Print out all of the data below, keeping it identical to the original.
*** Data shown ***
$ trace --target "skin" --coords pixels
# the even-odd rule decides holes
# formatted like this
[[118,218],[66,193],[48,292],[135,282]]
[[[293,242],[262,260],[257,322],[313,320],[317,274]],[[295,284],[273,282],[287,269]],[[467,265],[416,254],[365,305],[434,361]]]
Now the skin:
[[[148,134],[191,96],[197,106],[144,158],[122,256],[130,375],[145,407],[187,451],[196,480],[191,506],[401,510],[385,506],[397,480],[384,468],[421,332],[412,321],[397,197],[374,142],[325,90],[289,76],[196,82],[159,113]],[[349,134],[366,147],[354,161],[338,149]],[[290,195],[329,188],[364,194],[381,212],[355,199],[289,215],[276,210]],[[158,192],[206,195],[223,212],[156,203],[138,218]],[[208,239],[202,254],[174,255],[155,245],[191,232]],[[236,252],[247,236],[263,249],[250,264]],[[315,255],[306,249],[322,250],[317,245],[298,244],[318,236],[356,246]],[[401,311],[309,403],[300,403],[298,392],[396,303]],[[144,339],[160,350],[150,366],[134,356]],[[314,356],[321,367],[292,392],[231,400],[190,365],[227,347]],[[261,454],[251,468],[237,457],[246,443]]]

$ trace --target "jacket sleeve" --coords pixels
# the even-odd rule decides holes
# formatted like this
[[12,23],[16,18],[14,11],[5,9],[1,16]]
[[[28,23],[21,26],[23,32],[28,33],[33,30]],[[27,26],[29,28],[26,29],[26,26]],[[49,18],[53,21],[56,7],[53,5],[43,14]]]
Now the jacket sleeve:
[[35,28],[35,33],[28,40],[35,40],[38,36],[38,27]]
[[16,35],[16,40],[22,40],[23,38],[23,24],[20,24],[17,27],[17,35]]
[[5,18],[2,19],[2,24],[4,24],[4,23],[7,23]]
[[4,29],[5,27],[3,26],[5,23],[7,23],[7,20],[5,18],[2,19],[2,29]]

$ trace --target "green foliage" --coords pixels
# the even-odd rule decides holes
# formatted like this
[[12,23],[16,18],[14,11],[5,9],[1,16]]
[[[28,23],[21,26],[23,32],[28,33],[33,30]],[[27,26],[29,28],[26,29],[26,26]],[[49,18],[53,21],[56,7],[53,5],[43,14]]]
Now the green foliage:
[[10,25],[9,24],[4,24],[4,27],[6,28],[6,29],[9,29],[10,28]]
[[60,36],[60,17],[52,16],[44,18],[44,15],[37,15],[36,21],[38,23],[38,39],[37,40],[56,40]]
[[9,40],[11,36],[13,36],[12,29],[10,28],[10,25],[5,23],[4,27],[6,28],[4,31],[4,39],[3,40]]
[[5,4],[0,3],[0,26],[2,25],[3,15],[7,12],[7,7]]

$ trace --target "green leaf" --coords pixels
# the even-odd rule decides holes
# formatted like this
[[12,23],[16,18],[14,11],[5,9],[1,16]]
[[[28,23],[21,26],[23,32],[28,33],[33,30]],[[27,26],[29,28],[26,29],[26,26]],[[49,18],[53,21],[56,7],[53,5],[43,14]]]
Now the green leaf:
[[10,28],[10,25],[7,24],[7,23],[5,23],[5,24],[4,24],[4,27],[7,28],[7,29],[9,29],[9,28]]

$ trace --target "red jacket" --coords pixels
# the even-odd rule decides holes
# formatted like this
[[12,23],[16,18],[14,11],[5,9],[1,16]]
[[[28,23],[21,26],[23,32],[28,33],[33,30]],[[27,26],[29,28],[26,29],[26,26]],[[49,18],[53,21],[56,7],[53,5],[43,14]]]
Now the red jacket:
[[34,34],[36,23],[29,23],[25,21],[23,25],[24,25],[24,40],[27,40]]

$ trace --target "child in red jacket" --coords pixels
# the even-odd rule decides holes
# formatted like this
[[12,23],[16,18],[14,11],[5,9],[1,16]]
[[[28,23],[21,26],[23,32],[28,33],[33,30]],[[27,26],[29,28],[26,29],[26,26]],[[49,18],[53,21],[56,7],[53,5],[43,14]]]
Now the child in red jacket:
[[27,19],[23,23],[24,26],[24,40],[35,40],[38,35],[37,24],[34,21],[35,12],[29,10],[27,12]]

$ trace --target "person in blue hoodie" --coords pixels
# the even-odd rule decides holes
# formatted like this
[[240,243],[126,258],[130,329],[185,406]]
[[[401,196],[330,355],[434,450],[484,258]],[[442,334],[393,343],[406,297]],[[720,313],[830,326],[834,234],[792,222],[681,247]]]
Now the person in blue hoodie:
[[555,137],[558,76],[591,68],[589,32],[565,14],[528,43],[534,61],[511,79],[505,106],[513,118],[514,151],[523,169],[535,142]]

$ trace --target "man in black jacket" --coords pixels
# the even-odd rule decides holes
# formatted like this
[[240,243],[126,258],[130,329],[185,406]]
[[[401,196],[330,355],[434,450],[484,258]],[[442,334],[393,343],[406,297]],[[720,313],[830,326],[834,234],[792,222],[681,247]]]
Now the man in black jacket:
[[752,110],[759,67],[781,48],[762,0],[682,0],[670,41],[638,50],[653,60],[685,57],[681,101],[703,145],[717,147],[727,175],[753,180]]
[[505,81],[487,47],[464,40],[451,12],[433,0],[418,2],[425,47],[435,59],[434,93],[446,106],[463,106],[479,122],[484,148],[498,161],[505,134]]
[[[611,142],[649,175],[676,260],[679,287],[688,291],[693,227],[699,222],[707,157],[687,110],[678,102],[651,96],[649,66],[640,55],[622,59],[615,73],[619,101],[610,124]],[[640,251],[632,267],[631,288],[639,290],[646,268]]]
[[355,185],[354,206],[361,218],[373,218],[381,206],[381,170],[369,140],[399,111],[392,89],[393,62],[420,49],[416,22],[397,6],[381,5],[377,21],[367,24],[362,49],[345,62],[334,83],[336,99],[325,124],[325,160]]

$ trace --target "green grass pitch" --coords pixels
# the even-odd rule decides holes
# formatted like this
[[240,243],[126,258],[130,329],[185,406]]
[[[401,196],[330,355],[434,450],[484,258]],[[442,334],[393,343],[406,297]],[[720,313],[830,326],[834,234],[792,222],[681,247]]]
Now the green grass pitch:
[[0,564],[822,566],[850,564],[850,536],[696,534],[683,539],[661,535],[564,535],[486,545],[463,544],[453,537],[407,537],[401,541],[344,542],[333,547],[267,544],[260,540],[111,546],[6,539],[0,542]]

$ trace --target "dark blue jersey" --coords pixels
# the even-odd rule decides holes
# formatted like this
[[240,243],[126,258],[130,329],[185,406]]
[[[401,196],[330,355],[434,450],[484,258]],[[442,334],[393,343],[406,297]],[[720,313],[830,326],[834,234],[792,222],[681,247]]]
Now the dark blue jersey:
*** End of Data shown ***
### Answer section
$ trace --target "skin" --coords pixels
# the even-odd rule decides holes
# formatted like this
[[118,218],[66,193],[48,292],[135,282]]
[[[293,242],[262,260],[257,322],[313,320],[317,274]],[[295,284],[273,282],[287,269]],[[467,265],[416,254],[365,305],[434,361]]]
Now the skin:
[[[148,134],[191,96],[197,106],[144,158],[122,256],[130,375],[145,407],[187,451],[196,480],[191,506],[401,510],[385,506],[397,480],[384,468],[421,332],[412,321],[397,197],[374,142],[325,90],[289,76],[196,82],[159,113]],[[349,134],[366,147],[354,161],[338,149]],[[290,195],[329,188],[364,194],[381,212],[355,199],[289,215],[276,210]],[[158,192],[206,195],[223,212],[156,203],[138,218]],[[208,239],[202,254],[174,255],[155,245],[191,232]],[[236,252],[247,236],[263,249],[250,264]],[[315,255],[306,249],[322,250],[317,245],[298,244],[318,236],[356,246]],[[401,311],[309,403],[300,403],[298,392],[396,303]],[[144,339],[160,350],[150,366],[134,356]],[[314,356],[321,367],[292,392],[231,400],[190,365],[227,347]],[[261,454],[251,468],[237,457],[246,443]]]

$ trace --target "jacket sleeve" --coords pixels
# the even-odd rule decides holes
# formatted like this
[[12,23],[16,18],[14,11],[5,9],[1,16]]
[[[28,23],[21,26],[23,32],[28,33],[33,30]],[[27,26],[29,28],[26,29],[26,26]],[[49,18],[53,21],[56,7],[53,5],[43,14]]]
Now the jacket sleeve:
[[35,28],[35,33],[28,40],[35,40],[38,36],[38,27]]
[[16,35],[16,40],[22,40],[23,38],[23,24],[20,24],[17,27],[17,35]]
[[5,18],[2,19],[2,24],[4,24],[4,23],[7,23]]
[[4,29],[5,27],[3,26],[5,23],[7,23],[7,20],[5,18],[2,19],[2,29]]

$ trace --target "green foliage" --coords pixels
# the even-odd rule decides holes
# formatted like this
[[12,23],[16,18],[14,11],[5,9],[1,16]]
[[[28,23],[21,26],[23,32],[28,33],[33,30]],[[27,26],[29,28],[26,29],[26,26]],[[49,18],[53,21],[56,7],[53,5],[43,14]]]
Now the green foliage:
[[10,25],[9,24],[4,24],[4,27],[6,28],[6,29],[9,29],[10,28]]
[[60,36],[60,17],[52,16],[44,18],[44,15],[37,15],[36,21],[38,23],[38,39],[37,40],[56,40]]
[[9,40],[11,36],[13,36],[12,29],[10,28],[10,25],[5,23],[4,27],[6,28],[4,31],[4,39],[3,40]]
[[5,4],[0,3],[0,26],[2,25],[3,15],[7,12],[7,7]]

$ trace --target "green leaf" --coords pixels
# the even-odd rule decides holes
# formatted like this
[[12,23],[16,18],[14,11],[5,9],[1,16]]
[[[28,23],[21,26],[23,32],[28,33],[33,30]],[[27,26],[29,28],[26,29],[26,26]],[[49,18],[53,21],[56,7],[53,5],[43,14]]]
Now the green leaf:
[[10,28],[10,25],[7,24],[7,23],[5,23],[5,24],[4,24],[4,27],[7,28],[7,29],[9,29],[9,28]]

$ trace --target "red jacket" --coords pixels
# the even-odd rule decides holes
# formatted like this
[[12,23],[16,18],[14,11],[5,9],[1,16]]
[[[28,23],[21,26],[23,32],[28,33],[33,30]],[[27,26],[29,28],[26,29],[26,26]],[[49,18],[53,21],[56,7],[53,5],[43,14]]]
Now the red jacket:
[[34,34],[36,23],[29,23],[25,21],[23,25],[24,25],[24,40],[27,40]]

$ trace --target "child in red jacket" --coords pixels
# the even-odd rule decides holes
# formatted like this
[[12,23],[16,18],[14,11],[5,9],[1,16]]
[[[28,23],[21,26],[23,32],[28,33],[33,30]],[[27,26],[29,28],[26,29],[26,26]],[[49,18],[53,21],[56,7],[53,5],[43,14]]]
Now the child in red jacket:
[[27,19],[23,23],[24,26],[24,40],[35,40],[38,35],[37,24],[34,21],[35,12],[29,10],[27,12]]

$ trace --target "person in blue hoodie" --coords pixels
# the even-odd rule decides holes
# formatted like this
[[240,243],[126,258],[130,329],[185,406]]
[[[401,196],[330,355],[434,450],[484,258]],[[442,334],[393,343],[406,297]],[[720,313],[830,326],[834,234],[792,222],[681,247]]]
Now the person in blue hoodie:
[[555,137],[558,76],[591,68],[589,32],[565,14],[528,43],[534,61],[511,79],[505,106],[513,118],[514,151],[523,169],[535,142]]

$ trace --target "man in black jacket" --coords pixels
# the even-odd rule decides holes
# formatted like this
[[240,243],[126,258],[130,329],[185,406]]
[[[401,196],[330,355],[434,450],[484,258]],[[442,334],[393,343],[406,297]],[[720,313],[830,326],[834,234],[792,222],[681,247]]]
Now the man in black jacket:
[[752,110],[759,67],[781,48],[762,0],[682,0],[670,41],[638,50],[653,60],[685,57],[681,101],[703,145],[717,147],[727,175],[753,180]]
[[505,81],[487,47],[464,40],[451,12],[433,0],[418,2],[425,47],[435,59],[434,93],[446,106],[463,106],[479,122],[484,148],[498,161],[505,134]]
[[[611,142],[649,175],[676,260],[679,287],[688,291],[693,227],[699,222],[707,157],[687,110],[678,102],[651,96],[649,66],[640,55],[622,59],[615,73],[619,101],[610,124]],[[640,251],[632,267],[631,288],[639,290],[646,268]]]
[[355,185],[354,206],[361,218],[373,218],[381,206],[381,170],[369,140],[399,111],[392,89],[393,62],[420,49],[416,22],[397,6],[381,5],[377,21],[367,24],[362,49],[345,62],[334,83],[336,99],[325,124],[325,160]]

$ trace --target "green grass pitch" --coords pixels
# the even-odd rule decides holes
# formatted like this
[[240,243],[126,258],[130,329],[185,406]]
[[[401,196],[330,355],[434,450],[484,258]],[[442,334],[393,343],[406,297]],[[720,313],[830,326],[834,234],[792,222],[681,247]]]
Now the green grass pitch:
[[0,564],[822,566],[850,564],[850,536],[696,534],[683,539],[661,535],[564,535],[486,545],[463,544],[453,537],[407,537],[401,541],[344,542],[333,547],[267,544],[260,540],[111,546],[6,539],[0,542]]

$ trace --target "dark blue jersey" --coords pixels
# the even-odd rule decides holes
# formatted like this
[[240,243],[126,258],[130,329],[185,406]]
[[[401,196],[330,355],[434,450],[484,258]],[[442,334],[393,343],[406,297]],[[720,313],[830,326],[834,234],[792,222],[681,247]]]
Now the dark blue jersey:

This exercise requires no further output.